[WHAT YOU ARE ASKED TO DO]: Repeat each entry word for word. Leave any images out of the copy.

* Begin GIVEN DATA *

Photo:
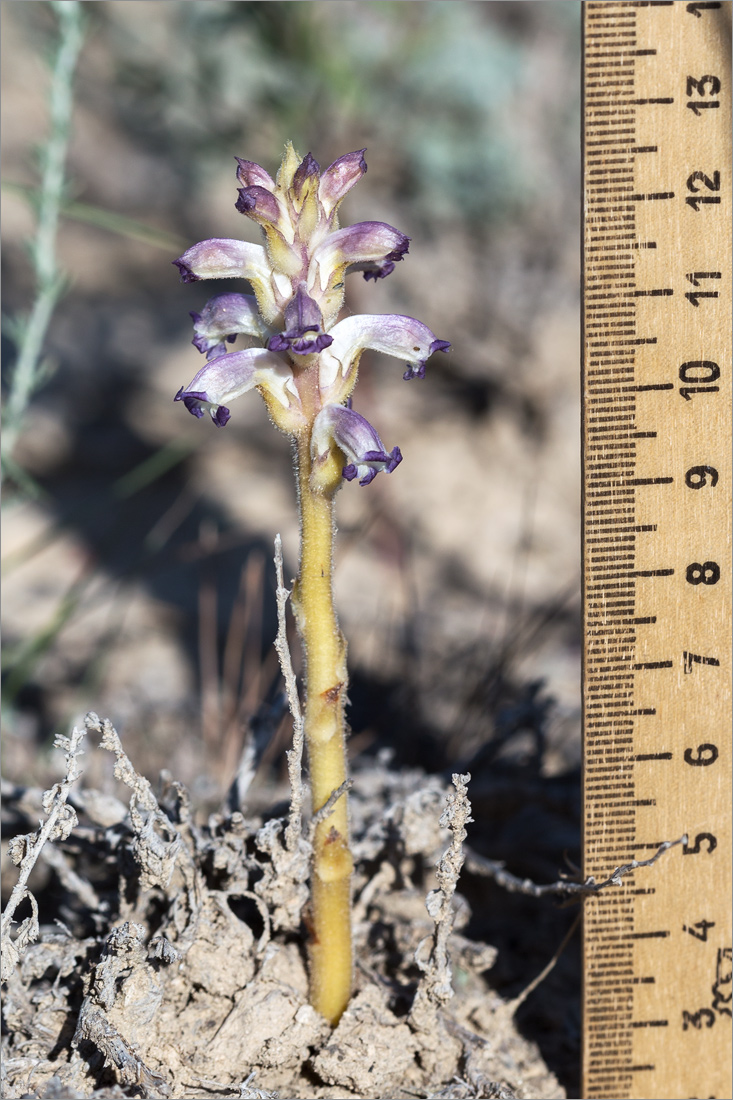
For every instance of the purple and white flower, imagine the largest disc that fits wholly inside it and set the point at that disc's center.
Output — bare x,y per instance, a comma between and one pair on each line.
306,361
229,376
357,439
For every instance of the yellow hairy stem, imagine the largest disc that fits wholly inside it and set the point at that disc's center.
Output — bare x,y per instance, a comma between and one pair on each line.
326,686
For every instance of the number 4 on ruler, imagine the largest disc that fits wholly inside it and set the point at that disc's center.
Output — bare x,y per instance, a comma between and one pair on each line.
691,659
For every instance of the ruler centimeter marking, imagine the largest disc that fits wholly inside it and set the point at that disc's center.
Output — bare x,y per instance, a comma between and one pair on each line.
657,547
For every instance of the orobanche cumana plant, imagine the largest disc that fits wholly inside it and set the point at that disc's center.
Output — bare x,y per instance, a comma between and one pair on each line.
304,361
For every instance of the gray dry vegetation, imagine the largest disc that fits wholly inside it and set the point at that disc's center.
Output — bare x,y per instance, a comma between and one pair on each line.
167,949
178,969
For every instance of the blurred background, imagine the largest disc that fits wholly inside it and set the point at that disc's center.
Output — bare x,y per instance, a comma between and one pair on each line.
138,541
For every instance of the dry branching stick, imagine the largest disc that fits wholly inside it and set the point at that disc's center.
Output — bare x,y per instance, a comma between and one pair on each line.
24,851
494,869
295,755
435,988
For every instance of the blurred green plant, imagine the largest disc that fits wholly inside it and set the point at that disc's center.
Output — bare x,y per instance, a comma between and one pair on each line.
29,333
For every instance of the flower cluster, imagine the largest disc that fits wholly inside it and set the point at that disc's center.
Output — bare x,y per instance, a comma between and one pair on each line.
302,359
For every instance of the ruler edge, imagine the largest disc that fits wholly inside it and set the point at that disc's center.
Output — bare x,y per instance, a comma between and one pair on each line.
583,414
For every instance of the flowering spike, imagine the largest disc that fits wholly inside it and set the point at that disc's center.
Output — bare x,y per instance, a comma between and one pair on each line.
304,363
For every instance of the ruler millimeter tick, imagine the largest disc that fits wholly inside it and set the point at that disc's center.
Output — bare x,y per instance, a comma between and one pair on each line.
657,547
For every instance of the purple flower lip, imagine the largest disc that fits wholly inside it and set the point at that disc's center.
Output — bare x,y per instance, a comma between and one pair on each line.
339,178
186,273
417,370
302,316
193,400
251,175
387,462
258,202
358,441
296,341
305,171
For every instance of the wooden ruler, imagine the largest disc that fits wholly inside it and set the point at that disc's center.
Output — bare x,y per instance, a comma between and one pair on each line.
656,547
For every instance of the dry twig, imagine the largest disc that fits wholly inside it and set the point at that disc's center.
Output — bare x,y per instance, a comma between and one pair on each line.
436,982
494,869
24,851
295,755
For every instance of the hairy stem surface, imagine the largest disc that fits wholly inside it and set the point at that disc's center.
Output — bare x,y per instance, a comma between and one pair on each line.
326,686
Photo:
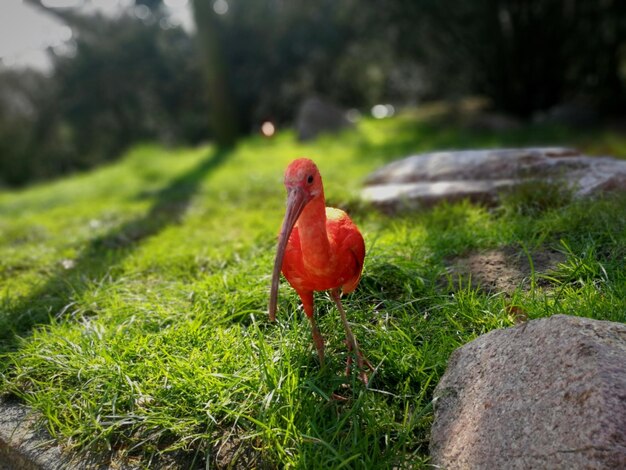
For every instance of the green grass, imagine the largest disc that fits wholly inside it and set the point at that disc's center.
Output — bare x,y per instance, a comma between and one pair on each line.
133,300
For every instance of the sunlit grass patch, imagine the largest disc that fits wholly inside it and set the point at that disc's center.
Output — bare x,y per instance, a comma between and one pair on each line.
133,300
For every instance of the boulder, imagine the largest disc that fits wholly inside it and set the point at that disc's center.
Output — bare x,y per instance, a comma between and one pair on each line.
316,116
548,394
481,175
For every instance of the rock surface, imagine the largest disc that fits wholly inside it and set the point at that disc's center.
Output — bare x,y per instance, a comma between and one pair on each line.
22,447
480,175
549,394
316,116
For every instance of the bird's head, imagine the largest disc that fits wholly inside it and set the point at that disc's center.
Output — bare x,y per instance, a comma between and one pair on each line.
303,177
303,183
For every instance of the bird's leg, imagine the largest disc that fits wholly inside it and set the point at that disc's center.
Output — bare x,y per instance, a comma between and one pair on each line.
353,346
307,303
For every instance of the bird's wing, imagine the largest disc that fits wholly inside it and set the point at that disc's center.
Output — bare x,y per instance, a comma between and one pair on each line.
355,247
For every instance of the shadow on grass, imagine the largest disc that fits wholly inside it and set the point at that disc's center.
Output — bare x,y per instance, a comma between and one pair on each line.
19,316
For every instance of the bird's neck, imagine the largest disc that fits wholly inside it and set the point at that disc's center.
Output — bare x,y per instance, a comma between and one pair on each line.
313,235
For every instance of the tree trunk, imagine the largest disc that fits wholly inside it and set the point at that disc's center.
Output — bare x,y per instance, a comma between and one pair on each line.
222,115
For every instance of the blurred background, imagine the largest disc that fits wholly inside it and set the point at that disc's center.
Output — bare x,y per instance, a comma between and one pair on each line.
82,80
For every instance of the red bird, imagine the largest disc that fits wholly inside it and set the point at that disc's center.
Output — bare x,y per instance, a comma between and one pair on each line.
319,248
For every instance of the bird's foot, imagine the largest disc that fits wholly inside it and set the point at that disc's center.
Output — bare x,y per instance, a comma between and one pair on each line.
361,361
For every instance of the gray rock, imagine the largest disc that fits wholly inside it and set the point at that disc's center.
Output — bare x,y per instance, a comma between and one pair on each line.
22,445
549,394
481,175
316,116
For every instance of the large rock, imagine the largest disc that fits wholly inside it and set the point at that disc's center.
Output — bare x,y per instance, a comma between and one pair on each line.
549,394
481,175
316,116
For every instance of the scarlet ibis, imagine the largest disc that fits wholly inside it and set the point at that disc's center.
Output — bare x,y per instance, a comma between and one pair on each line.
319,249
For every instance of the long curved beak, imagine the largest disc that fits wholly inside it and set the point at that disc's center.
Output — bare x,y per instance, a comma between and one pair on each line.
296,200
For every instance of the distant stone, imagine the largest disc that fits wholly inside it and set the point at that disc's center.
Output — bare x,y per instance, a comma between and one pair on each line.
482,175
316,116
548,394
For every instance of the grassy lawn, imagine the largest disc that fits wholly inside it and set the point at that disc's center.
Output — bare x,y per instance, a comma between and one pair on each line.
133,299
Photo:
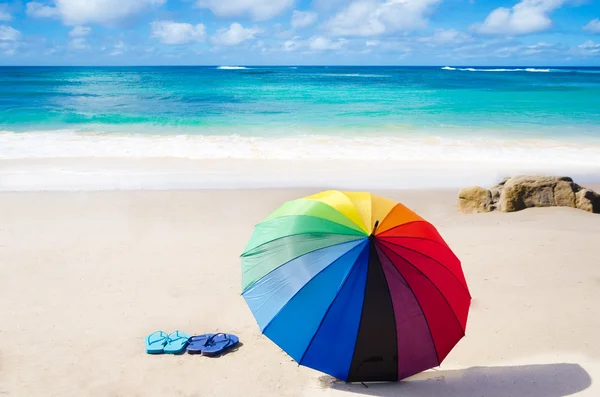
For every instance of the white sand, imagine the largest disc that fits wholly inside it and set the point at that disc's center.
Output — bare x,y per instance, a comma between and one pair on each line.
85,276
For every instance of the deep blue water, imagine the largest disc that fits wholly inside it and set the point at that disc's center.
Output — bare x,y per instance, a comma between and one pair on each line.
293,100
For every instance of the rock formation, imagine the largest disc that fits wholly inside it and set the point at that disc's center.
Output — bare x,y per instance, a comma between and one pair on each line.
525,191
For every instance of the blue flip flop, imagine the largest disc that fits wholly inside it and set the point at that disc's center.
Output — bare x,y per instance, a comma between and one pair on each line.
155,342
176,342
219,343
198,343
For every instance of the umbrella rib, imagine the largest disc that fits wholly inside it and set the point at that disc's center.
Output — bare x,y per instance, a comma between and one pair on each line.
381,221
432,283
416,300
331,305
304,286
340,212
382,239
383,234
306,253
249,253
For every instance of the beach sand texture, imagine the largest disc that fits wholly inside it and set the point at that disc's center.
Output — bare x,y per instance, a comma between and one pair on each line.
85,276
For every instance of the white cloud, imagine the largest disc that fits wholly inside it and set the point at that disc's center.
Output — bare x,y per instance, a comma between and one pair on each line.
291,45
78,44
446,36
593,26
4,14
9,40
79,31
527,16
302,19
169,32
8,33
589,48
259,10
320,43
39,10
119,48
373,18
102,12
236,34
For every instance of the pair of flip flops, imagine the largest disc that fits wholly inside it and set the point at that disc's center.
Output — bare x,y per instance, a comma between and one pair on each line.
211,344
177,342
160,342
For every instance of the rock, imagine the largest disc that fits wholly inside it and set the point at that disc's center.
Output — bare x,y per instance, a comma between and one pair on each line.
588,200
474,199
564,194
525,191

* End GIVEN DATA *

[CORRECT ANSWER]:
Photo:
For every instance of the purple and white flower, imagine the largest disc that fits wholly inside it and set the point at that disc's center.
Output — bare x,y per instance, a comma between and one pair on each line.
306,361
229,376
357,439
For every instance of the yellow hairy stem, imagine the largest disc that fits wholly inside it and set the point at that disc's center.
Output — bare x,y per instance, a comma between and one pair on each line.
326,686
For every instance of the number 4 on ruler, imagine the largest disc that fits wholly inside it and set the point at that disc's center.
Output — bare x,y per instance, a comma between and one pair on each line.
691,659
For every instance of the ruler centimeter marking, imagine the largest disc that fits wholly inside it and set the point at that disc's center.
Output — bare x,y per instance, a comma between and one pair on each line.
657,547
For every instance of the orobanche cumana plant, imagine the largest disc that fits wholly inside it and set the point at that disc's center.
Output — bare x,y per instance, a comma between and one pair on each line.
304,361
For every instance of the gray dry vegetation, imagine the largest disc that fits wholly inside it and set the point at that disc's center.
Output — bare x,y per instance, a comma between and one pair on each line.
167,949
178,969
For every instance of the blurred background, imagine the largest disc that fits wholly inside it and set the point at that disc's center.
Output — bare x,y per instance, a comma between and one pair on each line.
138,541
For every instance of the dry branching stick, imagine the largest disc that fits wholly inside it and set the point at that disc's center.
Output — bare x,y per instance, a comma between and one pair on each line.
24,851
494,869
295,755
435,988
For every instance of the blurred green plant, imagine the largest disc that fits wholly inside it and set the point at that disc's center.
Output — bare x,y per instance, a comma between and one pair on each line.
29,333
For every instance of the flower cluster, imagine the largest disc that fits wholly inside it and set the point at that disc's center.
Output — bare x,y per instance, a comma between and one pair on each line.
302,359
For every instance of the ruler edge, imagine the largest disc that fits wholly inside it and set the point at that disc's center.
Output — bare x,y per instance, a comma between and one pair on each line.
583,414
For every instance of the flowering spike, imagine the largest disc that fits wholly inside it and set the point at that disc's center.
Output — bare x,y per instance, a comma between and one pair on each line.
304,363
For every instance of the ruler millimeter tick, imagine the largest disc that fits wholly inside it and set the point at that disc's center.
Output — bare x,y per instance, a comma between and one pair on each line.
657,547
For every instance of the purple flower lip, imagine the largest disc that fits wholly inside it and set the point at that disc's center.
Output — bare x,y per instance, a comma between and one pair on each line.
339,178
186,273
417,370
302,316
193,400
251,175
387,462
258,202
358,441
296,341
305,171
For every instance of the wooden ruler, imagine the largest disc that fits wholly inside it and set the point at that disc's center.
Output — bare x,y per instance, a comma between and one pair on each line.
656,547
For every instance of the dry twig, imagine the largest disc that fits wholly inside it and set the point at that disc's center.
Output — bare x,y per instance, a comma between and one pair on each line.
436,982
494,869
24,851
295,755
For every instance of the hairy stem surface, imagine the largest disc that fits wholly inside it and set the point at that disc's center.
Output — bare x,y per instance, a comma between and one pair on each line.
326,686
Photo:
For every instance of the green grass, imagine the largest disc that fits wholly inside it and set the point at that disc's center.
Output — bare x,y per instance, a comma between and one pair on each line.
133,300
For every instance of the sunlit grass patch, imagine the largest disc that fits wholly inside it and set the point at that disc's center.
Output — bare x,y per instance, a comma between and one pair on each line.
133,300
For every instance of the boulder, imagine the largest disc that fits wholly inside it and set the point at that disc's center.
Output — bare x,y per instance, a comma between and one pair on each line.
316,116
548,394
481,175
For every instance of the rock surface, imagine the largest disc that fits wholly inside it and set the point at that disc's center.
Output — bare x,y per instance, a comma between and one pair on each line.
22,447
480,175
549,394
316,116
For every instance of the bird's head, imagine the largest disc that fits wholly inside it and set the point at that disc's center.
Output — bare x,y per instance, a comma between and one pair on each line.
303,177
303,183
For every instance of the bird's leg, imagine the largest disc that fits wholly inside it and set the point at that disc's center.
Output — bare x,y per instance, a comma between and one pair on each line.
353,346
307,303
For every instance of the bird's wing, imagine the largest disc that fits wholly inside it and set the point at that disc's center.
Output — bare x,y per instance, a comma between and one pair on each line.
355,247
For every instance of the shadow on grass, imagine the largest disc that fits wholly inside it and set the point at that disc's center.
Output — bare x,y per instance, a comma between and one pair on each line.
19,316
For every instance of the bird's neck, imagine the largest disc that fits wholly inside it and set the point at that disc's center.
Output — bare x,y per instance, a comma between and one pair on each line.
313,235
For every instance of the tree trunk, imagine the largest disc that fits wholly inside it and set the point at that disc's center.
Output — bare x,y per instance, a comma between and one pair on each line.
222,115
For every instance of the blurred background, imagine the largest disc that fits wholly inside it and set the point at that disc's center.
Output — bare x,y per instance, a comma between and one pair on each line.
82,80
For every instance of the red bird, imagine the largest disc that fits wholly inside it and set the point at that disc's center.
Output — bare x,y per instance, a comma between and one pair on each line.
319,248
For every instance of the bird's foot, imagine the largest disc that fits wholly inside it and set the point at that disc's center.
Output — bare x,y per instance, a comma between and one pair on each line.
361,361
For every instance of the gray rock, imagine the largest disc that fits wholly inside it and set the point at that disc's center.
Output — bare x,y per instance, a comma between and one pair on each line.
22,445
549,394
481,175
316,116
For every instance of the large rock, imagine the largest disc that fits wholly inside it and set the point at that disc's center.
Output — bare x,y per instance, a comma between and one pair on each line.
549,394
481,175
316,116
For every instance of the scarlet ibis, imagine the largest disc that fits wholly inside it and set the point at that disc's center.
Output — bare x,y per instance, a comma between and one pair on each line.
319,249
For every instance of the long curved beak, imagine the largest disc that fits wholly inside it and set the point at that disc's center.
Output — bare x,y per instance, a comma between and one pair on each line.
296,200
For every instance of the distant stone, imagine the largest disc that fits wholly inside it and set the point at that disc's center.
Output — bare x,y per instance, a comma between and one pair on each line.
482,175
316,116
548,394
For every instance of the grassy lawn, imagine the largest disc that fits wholly inside it and set the point at that disc's center.
Output — bare x,y per instance, a comma between and one pair on each line.
133,299
Photo:
For every instance of the white sand, imagine the largest disc that fits wholly inside it and set the point at that disc's center.
Output — bare x,y per instance, a comma between and one pair on each line.
85,276
For every instance of the deep blue water, imagine the largest disc that fits wholly inside it and set the point at that disc's center.
Output — bare x,y per instance, a comma between and one pair on each line.
293,100
For every instance of the rock formation, imagine the largest disc that fits wholly inside it and set the point at that disc's center.
Output — bare x,y per instance, a comma between and one pair on each line.
525,191
For every instance of the blue flip flop, imagine the largest disc that fits wholly inside it and set the point at that disc's center.
Output — bare x,y per instance, a comma between and one pair on each line.
155,342
176,342
219,343
198,343
For every instance of the umbrella rib, imagine the largest disc that fits wholly inside it and set the point at that disc's center.
Output — bare x,y per instance, a comma between and one pair on each line.
381,221
432,283
416,300
331,305
304,286
340,212
382,239
383,234
306,253
249,253
For every instance of the beach sand texture, imagine the largest disc that fits wholly inside it and set the point at that disc's center.
Output — bare x,y per instance, a comma between and one pair on each line.
85,276
For every instance of the white cloud, imagine the largest disc that fits wholly inside it and set the point at that disc's center.
Output — bare x,y per instance, a comma between and one pair on each line.
291,45
78,44
446,36
593,26
4,14
9,40
79,31
527,16
302,19
169,32
8,33
589,48
259,10
320,43
39,10
119,48
373,18
102,12
236,34
For every instance of the pair of flip flops, imagine the largest disc that fits wholly inside it and set the point at that disc's center.
Output — bare x,y per instance, a comma between and one pair on each line.
211,344
177,342
160,342
For every instance of the rock, imagine the largest disc that fits wholly inside it and set the point at that disc's center.
Output — bare x,y per instance, a comma between and one pair on each line.
588,200
474,199
564,194
525,191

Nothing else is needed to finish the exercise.